[start of GIVEN TEXT]

Easington Colliery Disaster Memorial of 1953-4.
The memorial comprises two memorial screens, located at the E and W boundaries of the garden of remembrance. The larger E screen is 0.82m high and 1.05m long and consists of two ashlar plaques within a coursed rubble surround. The horizontal plaque bears a life sized bas-relief of a miner in profile, wearing his working dress including helmet and head lamp, and carrying a Davy lamp. The name of the sculptor is not recorded. An adjacent plaque bears the inscription ‘REMEMBER BEFORE GOD THOSE WHO GAVE THEIR / LIVES IN THE EASINGTON COLLIERY DISASTER IN / MAY NINETEEN HUNDRED AND FIFTY ONE TO WHOM / THIS GARDEN OF REMEMBRANCE IS DEDICATED’. At the base is a cross mounted on a piece of coal. The screen is flanked by two coal trucks set on short lengths of track.
The smaller W screen comprises a rectangular plaque with flanking bas-reliefs of Davy lamps and coursed rubble panels, the whole set within an ashlar frame. On the plaque is incised in Roman capitals 'THIS TABLET IS ERECTED TO THE MEMORY OF / EIGHTY THREE MEN WHO GAVE THEIR LIVES IN THE / EASINGTON COLLIERY DISASTER / TWENTY NINTH MAY NINETEEN HUNDRED & FIFTY ONE / SEVENTY TWO GRAVES ARE IN THIS CEMETERY / THE FOLLOWING NINE MEN ARE BURIED ELSEWHERE / FREDERICK CARR · RICHARD CHAMPLEY · JOSEPH GODSMAN / ERNEST GOYNS · HERBERT GOYNS · JOHN HARKER / JOHN WM HENDERSON · STANLEY PEACEFUL · STEPHEN WILSON / ALSO TO THE MEMORY OF TWO BRAVE MEN / JOHN YOUNG WALLACE AND HENRY BURDESS / WHO GAVE THEIR LIVES IN PERFORMANCE OF DUTIES / AS RESCUE WORKERS AND WHO ARE BURIED ELSEWHERE’.

[end of GIVEN TEXT]
[start of SUPPLIED RECORDS]

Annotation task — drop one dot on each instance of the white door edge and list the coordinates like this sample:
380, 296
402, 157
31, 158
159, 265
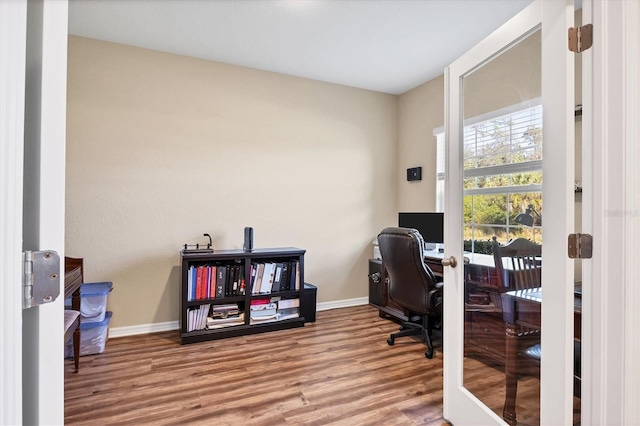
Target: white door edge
13, 24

[end of SUPPLIED RECORDS]

WRITTEN PROBLEM A: Revise the Easington Colliery memorial description, starting with "The memorial comprises" and going on through "lengths of track.", with "coal trucks" changed to "wagons".
WRITTEN PROBLEM B: Carry on the description of the Easington Colliery Disaster Memorial from the point where it ends.

TASK RESPONSE A:
The memorial comprises two memorial screens, located at the E and W boundaries of the garden of remembrance. The larger E screen is 0.82m high and 1.05m long and consists of two ashlar plaques within a coursed rubble surround. The horizontal plaque bears a life sized bas-relief of a miner in profile, wearing his working dress including helmet and head lamp, and carrying a Davy lamp. The name of the sculptor is not recorded. An adjacent plaque bears the inscription ‘REMEMBER BEFORE GOD THOSE WHO GAVE THEIR / LIVES IN THE EASINGTON COLLIERY DISASTER IN / MAY NINETEEN HUNDRED AND FIFTY ONE TO WHOM / THIS GARDEN OF REMEMBRANCE IS DEDICATED’. At the base is a cross mounted on a piece of coal. The screen is flanked by two wagons set on short lengths of track.

TASK RESPONSE B:
The garden of remembrance is a rectangular, E–W oriented enclosure defined by a low beech hedge. It is located on the main N–S axis of the cemetery, immediately N of the Easington Colliery War Memorial. To the E are two rectangular areas of lawns and a raised bed with rounded ends. The latter features a coal cutting machine, painted red and mounted on short lengths of track. At the centre of the Garden are four raised flower beds of squared and coursed rubble. Rising from the S-W bed is a cross formed from four miners’ picks.
To the W are the two rectangular areas of communal graves, divided by stone borders into a total of 72 individual grave spaces. They are marked with raked stone tablets which record the name and age of death in Roman capitals.
The period after 1945 saw a shift from commemorative sculpture and architectural enrichment to the idea of public sculpture as a primarily aesthetic contribution to the public realm. Sculpture was commissioned for new housing, schools, universities and civic set pieces, with the counties of Hertfordshire, London and Leicestershire and the new towns leading the way in public patronage. Thus public sculpture could be an emblem of civic renewal and social progress. By the late C20, however, patronage was more diverse and included corporate commissions and Arts Council-funded community art. The ideology of enhancing the public realm through art continued, but with divergent means and motivation.
A pit was first sunk at Easington in 1899 and the first coals were drawn in 1910. The mining town of Easington Colliery developed in the first half of the C20 as terraced houses, schools, shops, pubs and places of worship were erected for a growing population. By 1951 some 2,235 people were employed underground and 652 on the surface. The Easington colliery disaster of 29 May 1951 started when a spark from a cutting machine ignited a pocket of gas in one of the seams, creating an explosion which resulted in the deaths of 83 men, including two rescue workers. It was one of the worst mining accidents in the North East of England and triggered safety recommendations from the Mines Inspectorate and the reconstruction of the Colliery.
Over the following weeks the bodies of the victims were recovered and 72 men were laid to rest in a communal grave at Easington Colliery Cemetery. A memorial fund was opened and a garden of remembrance incorporating the communal grave was designed by R Wood, the architect of the Durham Division of the National Coal Board (NCB). The garden was built in 1953-4 at a cost of £3,000 and inaugurated on 29 May 1954, the third anniversary of the disaster. Its two memorial tablets were unveiled by EHD Skinner, chairman of the Durham Division of the NCB and Sam Watson, General Secretary of the Durham Area of the National Union of Mineworkers (NUM).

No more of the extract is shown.